## PROBLEM TO WORK ON
Arrange the entries below as a two-column CSV with the header row instruction,answer, giving one row per entry. Place each entry's text and its answer in separate quoted fields, and replace any line breaks inside a field with spaces.

>> START DATASET RECORDS

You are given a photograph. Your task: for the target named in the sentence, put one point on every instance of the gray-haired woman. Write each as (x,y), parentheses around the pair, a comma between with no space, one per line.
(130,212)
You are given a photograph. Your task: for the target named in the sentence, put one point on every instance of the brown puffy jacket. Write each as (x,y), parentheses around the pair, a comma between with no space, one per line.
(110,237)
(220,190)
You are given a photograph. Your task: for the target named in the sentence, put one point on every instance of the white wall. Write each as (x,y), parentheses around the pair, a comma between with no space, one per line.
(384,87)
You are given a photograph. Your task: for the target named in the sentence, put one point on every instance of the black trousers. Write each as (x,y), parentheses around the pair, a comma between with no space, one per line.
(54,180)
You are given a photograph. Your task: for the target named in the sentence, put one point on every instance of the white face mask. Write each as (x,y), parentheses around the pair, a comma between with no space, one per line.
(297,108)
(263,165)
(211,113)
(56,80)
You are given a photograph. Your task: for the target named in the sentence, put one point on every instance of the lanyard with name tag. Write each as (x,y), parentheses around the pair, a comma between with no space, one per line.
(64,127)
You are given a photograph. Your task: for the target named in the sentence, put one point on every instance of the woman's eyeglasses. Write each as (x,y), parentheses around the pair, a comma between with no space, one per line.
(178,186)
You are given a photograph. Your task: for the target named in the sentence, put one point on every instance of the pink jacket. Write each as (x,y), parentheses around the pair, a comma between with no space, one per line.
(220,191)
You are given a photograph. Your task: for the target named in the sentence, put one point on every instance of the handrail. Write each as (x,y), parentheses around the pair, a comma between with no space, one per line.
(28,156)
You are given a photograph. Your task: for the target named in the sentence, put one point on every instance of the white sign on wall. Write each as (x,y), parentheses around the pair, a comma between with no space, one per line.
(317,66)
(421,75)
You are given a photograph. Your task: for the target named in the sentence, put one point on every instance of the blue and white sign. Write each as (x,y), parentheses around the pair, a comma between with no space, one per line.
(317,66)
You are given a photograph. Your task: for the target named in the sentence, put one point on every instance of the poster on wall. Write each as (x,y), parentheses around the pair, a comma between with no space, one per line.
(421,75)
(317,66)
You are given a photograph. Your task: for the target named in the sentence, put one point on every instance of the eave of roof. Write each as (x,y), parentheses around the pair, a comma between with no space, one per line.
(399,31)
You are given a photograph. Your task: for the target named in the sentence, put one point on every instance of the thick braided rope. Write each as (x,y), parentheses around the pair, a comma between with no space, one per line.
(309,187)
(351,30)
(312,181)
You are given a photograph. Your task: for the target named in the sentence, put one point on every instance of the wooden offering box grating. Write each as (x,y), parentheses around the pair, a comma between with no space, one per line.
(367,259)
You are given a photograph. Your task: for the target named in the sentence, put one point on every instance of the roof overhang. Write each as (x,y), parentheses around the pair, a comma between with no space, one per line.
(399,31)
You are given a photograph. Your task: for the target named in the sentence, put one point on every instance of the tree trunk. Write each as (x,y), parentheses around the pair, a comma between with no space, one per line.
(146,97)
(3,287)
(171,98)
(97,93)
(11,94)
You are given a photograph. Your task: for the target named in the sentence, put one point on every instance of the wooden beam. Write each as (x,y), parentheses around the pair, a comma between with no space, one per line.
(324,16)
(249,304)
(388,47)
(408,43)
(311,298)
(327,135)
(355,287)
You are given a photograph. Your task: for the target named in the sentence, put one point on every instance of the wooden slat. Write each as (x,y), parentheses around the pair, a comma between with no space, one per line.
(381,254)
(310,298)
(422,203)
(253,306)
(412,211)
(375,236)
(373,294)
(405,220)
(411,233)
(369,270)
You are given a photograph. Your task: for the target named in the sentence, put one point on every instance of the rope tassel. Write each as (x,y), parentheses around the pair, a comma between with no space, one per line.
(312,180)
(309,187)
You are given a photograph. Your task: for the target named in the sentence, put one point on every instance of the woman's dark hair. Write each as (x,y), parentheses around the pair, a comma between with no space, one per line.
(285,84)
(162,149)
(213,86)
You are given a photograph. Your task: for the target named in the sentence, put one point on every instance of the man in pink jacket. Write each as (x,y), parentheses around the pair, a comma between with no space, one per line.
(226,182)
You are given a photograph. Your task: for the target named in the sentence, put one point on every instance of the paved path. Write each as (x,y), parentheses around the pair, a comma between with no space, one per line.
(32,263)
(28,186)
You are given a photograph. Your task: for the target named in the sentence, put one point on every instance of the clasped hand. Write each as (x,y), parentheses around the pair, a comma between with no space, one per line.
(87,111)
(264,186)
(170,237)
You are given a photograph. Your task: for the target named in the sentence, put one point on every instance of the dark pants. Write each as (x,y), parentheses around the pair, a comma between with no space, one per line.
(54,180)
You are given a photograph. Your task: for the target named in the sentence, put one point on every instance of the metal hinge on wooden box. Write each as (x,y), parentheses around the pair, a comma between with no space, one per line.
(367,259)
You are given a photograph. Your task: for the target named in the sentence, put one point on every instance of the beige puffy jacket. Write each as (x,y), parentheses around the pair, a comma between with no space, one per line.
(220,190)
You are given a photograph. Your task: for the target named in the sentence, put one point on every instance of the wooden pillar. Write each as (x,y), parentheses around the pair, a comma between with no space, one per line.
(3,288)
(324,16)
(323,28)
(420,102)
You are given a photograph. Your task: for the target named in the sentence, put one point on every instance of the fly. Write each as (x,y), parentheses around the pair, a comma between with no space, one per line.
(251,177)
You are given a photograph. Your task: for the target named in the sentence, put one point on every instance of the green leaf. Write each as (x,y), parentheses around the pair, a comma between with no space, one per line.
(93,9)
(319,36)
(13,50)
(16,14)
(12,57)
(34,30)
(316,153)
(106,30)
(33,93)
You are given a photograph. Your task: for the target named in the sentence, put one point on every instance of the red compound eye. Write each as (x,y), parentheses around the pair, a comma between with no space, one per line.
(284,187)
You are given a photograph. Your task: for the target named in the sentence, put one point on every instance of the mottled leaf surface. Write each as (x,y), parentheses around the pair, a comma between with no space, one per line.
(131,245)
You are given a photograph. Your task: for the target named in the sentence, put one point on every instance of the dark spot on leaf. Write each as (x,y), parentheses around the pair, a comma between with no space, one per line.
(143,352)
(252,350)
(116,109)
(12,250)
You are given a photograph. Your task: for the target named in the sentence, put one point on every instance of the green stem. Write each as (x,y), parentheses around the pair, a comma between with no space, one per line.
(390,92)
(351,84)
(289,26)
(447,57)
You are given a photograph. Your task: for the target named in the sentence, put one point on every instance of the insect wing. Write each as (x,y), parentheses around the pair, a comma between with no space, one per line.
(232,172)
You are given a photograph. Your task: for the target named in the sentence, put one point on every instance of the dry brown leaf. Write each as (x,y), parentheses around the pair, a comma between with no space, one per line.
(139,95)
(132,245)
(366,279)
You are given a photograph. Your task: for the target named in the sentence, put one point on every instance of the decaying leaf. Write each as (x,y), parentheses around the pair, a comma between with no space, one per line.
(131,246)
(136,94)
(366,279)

>> END DATASET RECORDS

## COMPLETE OUTPUT
instruction,answer
"You are given a photograph. Your task: for the target named in the sentence, put one point on every instance of the gray-haired woman. Write each as (x,y), parentheses around the pair, a comma between with no space, one per line.","(130,212)"
"You are given a photograph. Your task: for the target named in the sentence, put one point on every instance of the brown puffy jacket. Write each as (x,y), parentheses around the pair, a comma between with no space, one per line.","(110,237) (220,190)"
"You are given a photograph. Your task: for the target named in the sentence, put one point on every instance of the white wall. Write each as (x,y), parentheses around the pair, a comma between with no space, one per line.","(384,87)"
"You are given a photograph. Your task: for the target named in the sentence, put one point on every instance of the black trousers. Write each as (x,y), parentheses around the pair, a comma between with no space, one per line.","(54,180)"
"You are given a photograph. Your task: for the target named in the sentence, put one point on every instance of the white face mask. Write each as (x,y), parentheses around the pair, a comma between with no space, one per line.","(297,108) (263,165) (211,113) (56,80)"
"You are given a photograph. Your task: for the target named in the sentence, put one point on every instance of the lanyard with name tag. Write each as (x,y), parentheses around the pair, a comma between with no space, one per line.","(64,127)"
"You are given a photograph. Your task: for the target named in the sentence, put one point on every instance of the woman's eyeglasses. Write each as (x,y), parentheses around the pair, a comma between with no space, one per line.","(178,186)"
"You are given a photograph. Your task: for the target named in the sentence, put one point on every instance of the pink jacket. Write each as (x,y), parentheses around the pair, a comma between with no space, one per line.","(220,191)"
"You are given a photograph. Your task: for the target named in the sentence, put one point on every instance of the handrail. Write each as (x,y), parentheses around the pair, a comma between with no space, one per line.","(28,156)"
"You are given a photograph. Your task: for the target named in the sentence, put one point on every instance of the white sign on wall. Write each as (x,y), parentheses around the pair, a comma between with no space, one per line.","(317,66) (421,75)"
"You are given a photograph. Your task: for the target named in the sentence, put one point on every instance of the blue and white sign. Write each as (x,y), parentheses around the pair, a comma between with no space, one per line.","(317,66)"
"You are given a photograph. Your task: for the target named in the sentence, put one point on every instance of the poster on wall. Write each as (x,y), parentheses around the pair, a comma between with no space, one per line.","(421,75) (317,66)"
"You are given a photograph. Your task: for the target named in the sentence, put one point on every instance of the eave of roof. Write each as (x,y), parentheses around the pair, a comma between with no space, one per line.","(399,31)"
"You are given a photograph. Your task: for the target named in the sentence, put one point on every instance of the thick braided rope. Write each as (x,y), parentheses around the pair, a comma between with no space, one per line.","(309,187) (351,30) (312,181)"
"You are given a photograph. Your task: for the target named in the sentence, put one point on every instance of the wooden offering box grating. Write each as (x,y), parentheses around the pair, a comma between with no space, one per line.","(367,259)"
"You are given a photograph. Your task: for the target named in the sentence, put one point on every instance of the roof overhang. Write each as (x,y), parentheses around the pair, a comma between with no space, one per line.","(399,31)"
"You are given a photograph. Your task: for the target named in the sentence, put one point on every instance of the tree trunk. Write each as (x,y), parentheses around the pair, a comma between with no space, one per line.","(146,97) (3,287) (171,98) (97,93) (11,94)"
"You are given a photograph. Your task: for the target named in the sentence, put one point on every instance of the wooden beam. Write each as (x,y), parentheses around the pair, a comma between with no space, one per line.","(324,16) (249,304) (388,47) (408,43) (311,298) (327,135) (355,287)"
"You are given a photograph. Your task: for the target named in the sentence, put one point on every instance of the wooden slat. Write each as (x,y), parentheses around the pair, a comma between with no space, one per line.","(381,254) (310,298) (422,203) (253,306) (412,211) (375,236) (373,294) (405,220) (411,233) (369,270)"
"You are given a photograph. Your task: for the target named in the sentence, put one point on every instance of the rope tassel. Write each as (x,y), parentheses around the pair, a comma between with no space, one per line.","(312,180) (309,187)"
"You are given a photograph. Your task: for the target named in the sentence, put one point on every instance of the woman's dark hair. Write each as (x,y), parentheses around the pair, a comma between with no space, one per line.","(285,84) (162,149) (213,86)"
"You are given a photograph. Your task: for the target named in the sentence, put one point on every instance of the man in pink jacket. Write each as (x,y), parentheses around the pair, a comma between with no space, one per line.","(226,182)"
"You are given a photograph. Your task: for the target named in the sentence, put one point on every instance of the paved path. Write each as (x,y), parentheses around the pair, a comma between with no space, one per line.","(32,263) (28,186)"
"You are given a photograph. Your task: for the target named in the sentence, put one point on every instance of the clasped hand. Write each as (x,y), parentheses around the pair, a comma between with no space, one per line.","(87,111) (264,186) (170,237)"
"You are given a photograph. Your task: for the target named in the sentence, put one point on every instance of the dark pants. Write each as (x,y), parentheses around the pair, a comma between with no space, one per line.","(54,180)"
"You are given a photograph. Your task: for the target named in the sentence, put one point on every instance of the metal hinge on wooden box. Write each as (x,y), parentheses around the pair, a comma between with no space, one per line.","(367,259)"
"You are given a photograph. Your task: for the target named in the sentence, put one point on every instance of the beige puffy jacket. Write each as (x,y), parentheses around the pair, a comma between with no space, one per line.","(220,190)"
"You are given a photograph. Your task: for the target named in the sentence, put one point on every instance of the wooden pillar. Write each as (x,y), parentheses around the pair, a comma between with no space, one per line.","(3,288) (324,16) (323,28) (420,102)"
"You are given a photograph. Your task: for the target named in the sentence, put one point on every instance of the fly. Write each as (x,y), parentheses around the pair, a comma between with no space, one per line.","(251,177)"
"You are given a photograph. Your task: for the target named in the sentence, put one point on every instance of the green leaf. Write each as (x,y), parentheses around the pair, a comma between with no space, one per line.","(93,9) (319,36) (13,50) (16,14) (12,57) (34,30) (316,153) (106,30) (33,93)"
"You are given a photograph. Your task: for the target named in the sentence, put one point on every instance of the red compound eye. Write each as (x,y), parentheses around the pair, a comma between with no space, one per line.","(284,187)"
"You are given a photograph. Your task: for the target named in the sentence, put one point on every instance of the mottled leaf surface. Write each as (x,y), parentheses around the pair, a comma between with no space, one per line.","(131,245)"
"You are given a photograph. Your task: for the target named in the sentence, put one point on every instance of the dark spot on leaf. Write each as (x,y), parentheses around the pair, a comma between with no space, one per line.","(143,352) (252,350) (116,109) (12,250)"
"You are given a photograph. Your task: for the target named in the sentence, put one point on every instance of the green stem. Write each as (x,y), parentheses around the pair, a comma between with no space, one per line.","(390,92) (351,84) (289,26) (447,57)"
"You are given a photograph. Your task: for the target named in the sentence, put one point on every instance of the insect wing. Write each as (x,y), parentheses around the pair, a comma between with no space, one per line.","(232,172)"
"You are given a photograph. Your task: for the target named in the sentence, put one point on every instance of the dry brown leaf. Write each as (x,y), parentheses around the pair, a comma between with no space, one per line.","(139,95) (132,245) (366,279)"
"You are given a photograph. Your task: for the target named in the sentence, put one point on every instance of the decaying leaf. Write each as (x,y), parentheses around the pair, a comma between with no space, one per line.","(131,246) (136,94) (366,279)"